(Source extract begins)
I have a real problem with this error: “Formal parameter space overflowed in function …”.
I have a structure of pointers wich I want to pass to the device and the program fails to compile with the above error. the excerpt of the code is like this:
//declaring 27 pointers by a struct. each pointer has at least 6500 floats.
typedef struct{
float* f[27];
}distpointer;
global void kernel(distpointer in_dist, distpointer out_dist)
{
…
//id = fanction of threadid.x , …
for(k=0;K,27;k++){
//do some calculations with (in_dist.f[k])[id] and (out_dist.f[k])[id]
}
…
}
void main()
{
…
for(k=0;K<27;k++){
//allocate and copy in_dist.f[k] to device memory
//allocate and copy out_dist.f[k] to device memory
}
kernel<<<grid, block>>>(in_dist, out_dist)
…
}
The point is when I reduce the number of pointers to 9, the program runs perfectly!!
I’d be so grateful if any one helps me with this.
(Source extract ends)
(Dataset excerpt begins)
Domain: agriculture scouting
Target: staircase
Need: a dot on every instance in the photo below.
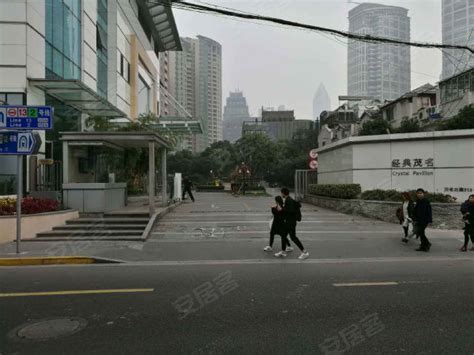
(Dataset excerpt ends)
# Task requirements
Reproduce the forum post about the parameter space overflow error above, from "I have a structure" up to and including "in_dist, distpointer out_dist)".

# Task response
I have a structure of pointers wich I want to pass to the device and the program fails to compile with the above error. the excerpt of the code is like this:
//declaring 27 pointers by a struct. each pointer has at least 6500 floats.
typedef struct{
float* f[27];
}distpointer;
global void kernel(distpointer in_dist, distpointer out_dist)